**WHAT THE TASK ASKS:**
Set all the material down again unchanged, without the pictures.

(Excerpts from point annotation data)
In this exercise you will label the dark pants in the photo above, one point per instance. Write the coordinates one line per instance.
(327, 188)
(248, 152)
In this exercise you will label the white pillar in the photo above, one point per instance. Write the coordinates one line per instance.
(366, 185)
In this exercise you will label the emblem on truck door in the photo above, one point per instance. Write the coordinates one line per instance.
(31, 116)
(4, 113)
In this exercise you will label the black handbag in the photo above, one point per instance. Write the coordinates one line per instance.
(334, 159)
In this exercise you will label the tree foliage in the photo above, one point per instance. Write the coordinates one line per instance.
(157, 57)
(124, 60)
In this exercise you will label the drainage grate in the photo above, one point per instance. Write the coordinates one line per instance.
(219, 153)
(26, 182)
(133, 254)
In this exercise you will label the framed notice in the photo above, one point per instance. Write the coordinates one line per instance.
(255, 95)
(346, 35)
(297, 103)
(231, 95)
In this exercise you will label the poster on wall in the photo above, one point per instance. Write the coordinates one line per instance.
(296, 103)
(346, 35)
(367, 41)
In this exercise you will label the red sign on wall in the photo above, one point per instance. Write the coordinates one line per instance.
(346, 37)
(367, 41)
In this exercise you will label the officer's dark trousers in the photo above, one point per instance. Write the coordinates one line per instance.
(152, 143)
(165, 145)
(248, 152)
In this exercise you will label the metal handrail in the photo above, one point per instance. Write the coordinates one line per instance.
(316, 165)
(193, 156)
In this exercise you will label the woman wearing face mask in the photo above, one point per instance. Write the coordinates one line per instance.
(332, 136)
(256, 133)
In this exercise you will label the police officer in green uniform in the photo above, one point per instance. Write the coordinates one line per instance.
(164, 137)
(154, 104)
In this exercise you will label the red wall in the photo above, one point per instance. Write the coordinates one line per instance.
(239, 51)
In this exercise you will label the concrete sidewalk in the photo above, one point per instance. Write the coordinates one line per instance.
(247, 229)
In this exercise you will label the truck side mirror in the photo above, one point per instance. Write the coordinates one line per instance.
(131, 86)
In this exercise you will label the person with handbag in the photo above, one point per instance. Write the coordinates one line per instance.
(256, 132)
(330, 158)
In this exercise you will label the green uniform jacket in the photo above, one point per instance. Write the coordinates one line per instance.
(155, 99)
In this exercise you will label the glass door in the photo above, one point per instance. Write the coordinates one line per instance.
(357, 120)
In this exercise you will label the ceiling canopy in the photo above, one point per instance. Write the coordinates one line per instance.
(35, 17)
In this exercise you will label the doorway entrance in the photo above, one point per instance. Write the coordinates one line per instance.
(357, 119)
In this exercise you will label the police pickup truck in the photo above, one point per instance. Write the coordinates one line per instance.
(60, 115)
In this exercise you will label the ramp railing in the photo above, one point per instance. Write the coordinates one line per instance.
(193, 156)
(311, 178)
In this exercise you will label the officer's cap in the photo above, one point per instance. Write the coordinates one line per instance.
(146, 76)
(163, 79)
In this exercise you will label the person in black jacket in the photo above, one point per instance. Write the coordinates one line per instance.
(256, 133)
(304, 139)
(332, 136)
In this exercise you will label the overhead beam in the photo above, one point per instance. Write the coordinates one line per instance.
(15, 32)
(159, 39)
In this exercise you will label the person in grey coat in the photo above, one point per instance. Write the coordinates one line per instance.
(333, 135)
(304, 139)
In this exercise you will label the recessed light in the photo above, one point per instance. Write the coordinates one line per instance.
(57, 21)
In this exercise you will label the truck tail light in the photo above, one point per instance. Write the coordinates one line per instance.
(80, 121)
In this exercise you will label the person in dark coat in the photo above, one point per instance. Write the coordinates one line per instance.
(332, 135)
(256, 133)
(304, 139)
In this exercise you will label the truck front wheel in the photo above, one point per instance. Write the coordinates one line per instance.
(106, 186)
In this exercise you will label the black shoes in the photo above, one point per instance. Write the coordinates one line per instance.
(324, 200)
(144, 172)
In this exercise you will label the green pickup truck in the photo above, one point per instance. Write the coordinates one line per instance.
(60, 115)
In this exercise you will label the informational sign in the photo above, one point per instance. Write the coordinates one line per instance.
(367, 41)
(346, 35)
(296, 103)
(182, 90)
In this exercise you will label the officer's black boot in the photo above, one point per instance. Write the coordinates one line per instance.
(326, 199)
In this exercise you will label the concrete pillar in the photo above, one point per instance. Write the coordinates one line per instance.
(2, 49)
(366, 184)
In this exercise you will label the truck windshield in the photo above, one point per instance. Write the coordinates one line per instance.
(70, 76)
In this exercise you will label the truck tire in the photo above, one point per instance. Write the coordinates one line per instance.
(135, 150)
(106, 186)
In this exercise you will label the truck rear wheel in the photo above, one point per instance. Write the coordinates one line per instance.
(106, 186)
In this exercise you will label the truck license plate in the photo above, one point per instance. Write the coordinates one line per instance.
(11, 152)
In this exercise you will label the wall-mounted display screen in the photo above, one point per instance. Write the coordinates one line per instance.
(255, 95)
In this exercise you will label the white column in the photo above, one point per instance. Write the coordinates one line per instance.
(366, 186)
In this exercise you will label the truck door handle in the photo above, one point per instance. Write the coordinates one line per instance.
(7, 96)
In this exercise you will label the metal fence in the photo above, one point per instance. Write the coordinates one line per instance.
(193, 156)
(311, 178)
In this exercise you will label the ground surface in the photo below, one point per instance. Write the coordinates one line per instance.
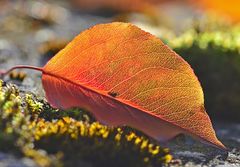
(21, 47)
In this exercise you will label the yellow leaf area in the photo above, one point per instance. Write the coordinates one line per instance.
(126, 76)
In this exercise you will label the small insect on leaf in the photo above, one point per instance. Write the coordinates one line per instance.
(157, 91)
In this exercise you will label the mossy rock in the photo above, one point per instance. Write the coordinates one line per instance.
(215, 58)
(31, 128)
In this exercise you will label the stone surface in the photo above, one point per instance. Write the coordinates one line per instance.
(21, 47)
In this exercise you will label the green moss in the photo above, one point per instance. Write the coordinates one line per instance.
(215, 57)
(30, 127)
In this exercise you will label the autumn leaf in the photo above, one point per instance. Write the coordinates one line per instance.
(125, 76)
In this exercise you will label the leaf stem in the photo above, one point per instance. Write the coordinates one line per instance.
(3, 73)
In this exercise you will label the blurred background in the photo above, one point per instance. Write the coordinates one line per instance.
(206, 33)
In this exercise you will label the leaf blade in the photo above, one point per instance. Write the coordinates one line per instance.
(123, 59)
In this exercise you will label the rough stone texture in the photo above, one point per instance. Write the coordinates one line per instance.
(22, 48)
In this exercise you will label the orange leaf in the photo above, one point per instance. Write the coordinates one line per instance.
(125, 76)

**TASK OUTPUT:**
In this exercise you will label the dark pants in the photo above, one point per instance. Write the coordinates one line per instance.
(327, 188)
(248, 152)
In this exercise you will label the white pillar in the photo above, one point per instance. Write the coordinates one line per instance.
(366, 185)
In this exercise you will label the emblem on truck door in the photo above, one point per instance. Write the coordinates one line per instance.
(31, 116)
(4, 113)
In this exercise you will label the black handbag in the photo above, one point per instance. Write the coordinates one line per instance.
(334, 159)
In this exercise you will label the tree foliage in the photo above, one point per instance. Write the coordinates one line per instance.
(157, 57)
(124, 60)
In this exercise you will label the drainage grate in the photo above, one point per instance. Write the coordinates one line per instance.
(219, 153)
(26, 182)
(133, 254)
In this exercise you will label the framed notice in the photo above, one point per instance. Write the coordinates one line per instance.
(255, 95)
(346, 35)
(297, 103)
(231, 95)
In this exercise you will label the poster on wall in the photo above, one point per instance. Write the coordinates one line per instance.
(296, 103)
(346, 35)
(367, 41)
In this exercise you will label the red sign on wall in the photo above, one point per instance. Write the coordinates one line per instance.
(346, 37)
(367, 41)
In this exercise you will label the officer's dark trousers in the photo above, one point per instance. Write the coordinates one line per instance.
(152, 143)
(165, 145)
(248, 152)
In this exercise you will label the metal handrail in the photo above, one point per instance. Write the coordinates one line per instance.
(316, 165)
(193, 156)
In this exercise you will label the woman wearing face mask in the photo above, one point per instance. Write the coordinates one line per instance.
(332, 136)
(256, 133)
In this exercise you will label the police officer in green uniform in the photo above, one point per instance. Write the coordinates one line per instance.
(164, 137)
(154, 104)
In this exercise you will label the red wall in the photo above, one point per instance. Write the coordinates one line per instance.
(239, 51)
In this exercise you will label the concrete sidewalk in the photo above, one point per instance. Write the coordinates one line per instance.
(247, 229)
In this exercise you will label the truck side mirror in the photo above, one point per instance. Write the coordinates one line per instance.
(131, 86)
In this exercise you will label the person with handbag in the photo above, one point per instance. Write the coordinates one line per instance.
(256, 132)
(330, 158)
In this exercise you will label the green uniform jacket in the photo above, one point per instance. Write the coordinates one line per instance.
(155, 99)
In this exercise you will label the glass door in the photo above, one point per instance. Write the coordinates one line per instance.
(357, 120)
In this exercise you will label the ceiling canopy in the photo above, one point per instance. Write the coordinates one line per instance.
(35, 17)
In this exercise you will label the doorway entrance in the photo above, one point per instance. Write the coordinates one line per instance.
(357, 119)
In this exercise you will label the police pickup truck in the photo above, one point per instance. Write the coordinates one line per instance.
(60, 115)
In this exercise you will label the ramp railing in the photo above, one point per instance. Write the coordinates one line per instance.
(193, 156)
(311, 178)
In this exercise you will label the officer's cap in the photo above, one point per instance. Write the coordinates one line per instance.
(146, 76)
(163, 79)
In this exercise you will label the person in black jacket in the photo above, one point per instance. Write the coordinates one line per instance.
(256, 133)
(304, 139)
(332, 136)
In this exercise you will label the overhead beam in the photo above, one point per instance. Write the coordinates one line per instance.
(15, 32)
(159, 39)
In this exercise you will label the person in grey coat in the photo above, one point per instance. Write the coordinates one line per instance.
(333, 135)
(304, 139)
In this exercise you will label the recessed light in the photo above, one point per instance. Write the coordinates one line per instance.
(57, 21)
In this exercise you will label the truck tail light in the photo above, one point per instance. Write the coordinates one line per instance.
(80, 121)
In this exercise you will label the person in dark coat in the photo above, one point per instance. Write the coordinates one line per instance.
(332, 135)
(256, 133)
(304, 139)
In this exercise you will label the truck front wheel in the photo above, one point per instance. Write the coordinates one line per instance.
(106, 186)
In this exercise you will label the black shoes in the photo above, one point per instance. Write the coordinates one line per instance.
(324, 200)
(144, 172)
In this exercise you will label the green pickup truck in the photo above, one point per instance. Write the coordinates one line per instance.
(60, 115)
In this exercise you will label the informational sign in the photo above, one point per instance. Write the coordinates one line per instance.
(367, 41)
(346, 35)
(296, 103)
(182, 90)
In this exercise you will label the officer's black boot in the photo above, one point per instance. Write the coordinates one line per instance.
(326, 199)
In this exercise you will label the concrete pillar in the photo above, one point per instance. Write the coordinates one line per instance.
(2, 49)
(366, 184)
In this exercise you will label the truck windshield in the photo above, one point per instance. Write the coordinates one line per instance.
(70, 76)
In this exercise you will label the truck tire in the photo above, one point per instance. Write the coordinates one line per instance.
(135, 150)
(106, 186)
In this exercise you will label the truck rear wheel in the photo above, one point per instance. Write the coordinates one line per instance.
(106, 186)
In this exercise you will label the truck license plate in the photo above, one point per instance. Write the coordinates one line per instance.
(11, 152)
In this exercise you will label the wall-mounted display screen in the photo above, one point per instance. Write the coordinates one line per instance.
(255, 95)
In this exercise you will label the white column in the photo above, one point per instance. Write the coordinates one line per instance.
(366, 186)
In this exercise you will label the truck door handle in the photo above, one point per instance. Write the coordinates one line per instance.
(7, 96)
In this exercise you will label the metal fence in the photo above, one point per instance. Write the coordinates one line per instance.
(193, 156)
(311, 178)
In this exercise you will label the ground surface in the photo below, one point per instance. Write the coordinates one line per instance.
(21, 47)
In this exercise you will label the yellow leaf area in the photo above, one point per instance. Write the coordinates one line per instance.
(126, 76)
In this exercise you will label the small insect on leaf in the photo above, one point per instance. Write the coordinates one line per instance.
(157, 91)
In this exercise you will label the mossy rock in the photo above, one point per instance. Write the coordinates one line per instance.
(215, 58)
(31, 128)
In this exercise you will label the stone surface in the photo above, one point per instance. Write the coordinates one line per instance.
(21, 47)
In this exercise you will label the green moss in the photo above, one point per instance. Write the coordinates one line per instance.
(215, 57)
(30, 127)
In this exercise you will label the autumn leaf in the photo above, one point per instance. Write the coordinates one line per instance.
(125, 76)
In this exercise you will label the leaf stem in the photo above, one point per instance. Write the coordinates one line per instance.
(3, 73)
In this exercise you will label the blurred background in the photo above, one point per instance. Write the coordinates one line per instance.
(206, 33)
In this exercise you will label the leaf blade in the photo above, one point per instance. Write the coordinates one line per instance.
(123, 59)
In this exercise you will label the rough stone texture in the photo above, one point per instance. Write the coordinates one line per instance.
(22, 48)
In this exercise you will label the orange leaf in the photo above, one point per instance. Write the coordinates one line per instance.
(125, 76)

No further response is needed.